## Start
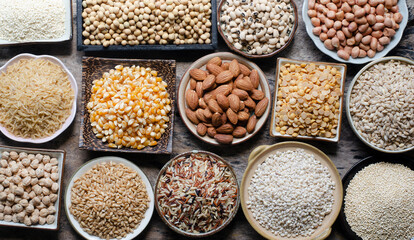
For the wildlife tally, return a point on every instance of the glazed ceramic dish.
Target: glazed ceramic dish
(92, 69)
(89, 165)
(402, 5)
(247, 55)
(350, 175)
(348, 99)
(281, 62)
(72, 83)
(180, 231)
(144, 47)
(60, 155)
(66, 36)
(259, 155)
(200, 63)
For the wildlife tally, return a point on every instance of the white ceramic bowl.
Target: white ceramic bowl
(72, 83)
(348, 99)
(60, 155)
(402, 5)
(89, 165)
(200, 63)
(67, 35)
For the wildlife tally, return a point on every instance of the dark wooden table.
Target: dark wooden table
(344, 154)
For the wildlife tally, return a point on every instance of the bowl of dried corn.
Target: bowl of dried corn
(308, 100)
(136, 113)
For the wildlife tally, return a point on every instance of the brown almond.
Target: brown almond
(207, 113)
(224, 77)
(257, 95)
(244, 69)
(239, 132)
(243, 95)
(234, 102)
(214, 107)
(261, 107)
(244, 84)
(250, 103)
(234, 68)
(208, 83)
(214, 69)
(198, 74)
(200, 115)
(216, 120)
(202, 103)
(242, 106)
(223, 101)
(201, 129)
(225, 66)
(243, 116)
(251, 124)
(225, 129)
(199, 89)
(215, 61)
(223, 89)
(232, 116)
(223, 118)
(191, 116)
(211, 132)
(224, 138)
(192, 84)
(254, 78)
(209, 95)
(191, 99)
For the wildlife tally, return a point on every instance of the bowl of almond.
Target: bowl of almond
(224, 99)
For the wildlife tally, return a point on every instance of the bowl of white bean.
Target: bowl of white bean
(379, 105)
(257, 30)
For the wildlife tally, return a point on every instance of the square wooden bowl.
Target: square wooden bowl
(281, 61)
(92, 69)
(60, 155)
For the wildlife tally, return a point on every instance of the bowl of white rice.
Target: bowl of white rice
(38, 98)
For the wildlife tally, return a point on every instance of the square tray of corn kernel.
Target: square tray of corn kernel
(308, 100)
(127, 105)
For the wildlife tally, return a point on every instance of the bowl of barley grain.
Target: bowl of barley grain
(380, 106)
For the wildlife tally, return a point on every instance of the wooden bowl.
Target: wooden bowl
(60, 155)
(348, 100)
(180, 231)
(200, 63)
(280, 62)
(247, 55)
(259, 155)
(408, 162)
(93, 68)
(402, 5)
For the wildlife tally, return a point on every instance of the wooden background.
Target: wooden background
(344, 154)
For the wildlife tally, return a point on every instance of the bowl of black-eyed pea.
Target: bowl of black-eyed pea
## End
Can you turn the listing above into a numbered list, leaving out blank lines and the picture?

1. For the wildlife tally, return a point on every instance of the glazed ceramic dish.
2. Target: glazed ceramic dish
3. (92, 69)
4. (89, 165)
5. (402, 5)
6. (247, 55)
7. (350, 175)
8. (348, 99)
9. (281, 62)
10. (72, 83)
11. (180, 231)
12. (144, 47)
13. (60, 155)
14. (66, 36)
15. (259, 155)
16. (200, 63)
17. For the wildlife tally, return a point on every instance of the white ceramic bowl.
18. Target: white ceramic bowl
19. (72, 83)
20. (348, 99)
21. (60, 155)
22. (402, 5)
23. (89, 165)
24. (200, 63)
25. (67, 35)
26. For the wildlife tally, return a point on every instance of the dark wooden table.
27. Target: dark wooden table
28. (344, 154)
29. For the wildlife tally, return a point on every instance of the bowl of dried corn.
30. Target: bowl of dried corn
31. (308, 100)
32. (136, 113)
33. For the wildlife tally, return a point on every instance of the brown almond.
34. Target: brown almond
35. (207, 113)
36. (224, 77)
37. (257, 95)
38. (244, 69)
39. (239, 132)
40. (243, 95)
41. (234, 102)
42. (214, 107)
43. (261, 107)
44. (244, 84)
45. (250, 103)
46. (234, 68)
47. (208, 83)
48. (214, 69)
49. (198, 74)
50. (200, 115)
51. (216, 120)
52. (202, 103)
53. (242, 106)
54. (223, 101)
55. (201, 129)
56. (225, 66)
57. (243, 116)
58. (251, 124)
59. (225, 129)
60. (199, 89)
61. (215, 61)
62. (223, 89)
63. (232, 116)
64. (223, 118)
65. (191, 116)
66. (211, 132)
67. (224, 138)
68. (192, 84)
69. (254, 78)
70. (209, 95)
71. (191, 99)
72. For the wildlife tally, return a point on every instance of the bowl of almond.
73. Target: bowl of almond
74. (224, 99)
75. For the wildlife tally, return a point on every instance of the bowl of white bean.
76. Target: bowl of white bean
77. (379, 105)
78. (257, 30)
79. For the wildlife tally, return a point on every instance of the square wooden bowl.
80. Target: square wooden bowl
81. (281, 61)
82. (92, 69)
83. (60, 155)
84. For the wildlife tally, return a point on every instance of the bowl of white rice.
85. Target: bowl of white rice
86. (38, 98)
87. For the wildlife tally, return a point on every instance of the square tray of corn kernel.
88. Target: square tray of corn kernel
89. (308, 100)
90. (127, 105)
91. For the wildlife tally, return a point on every instance of the bowl of barley grain.
92. Target: bowl of barley grain
93. (380, 106)
94. For the wildlife tally, return a point on every instance of the wooden bowl.
95. Target: wooden bowl
96. (60, 155)
97. (348, 100)
98. (180, 231)
99. (200, 63)
100. (280, 62)
101. (247, 55)
102. (259, 155)
103. (408, 162)
104. (93, 68)
105. (402, 5)
106. For the wildlife tally, return a point on every instance of the wooden background.
107. Target: wooden background
108. (344, 154)
109. For the wildlife tally, return a point on every instance of the bowl of black-eyed pea.
110. Target: bowl of black-eyed pea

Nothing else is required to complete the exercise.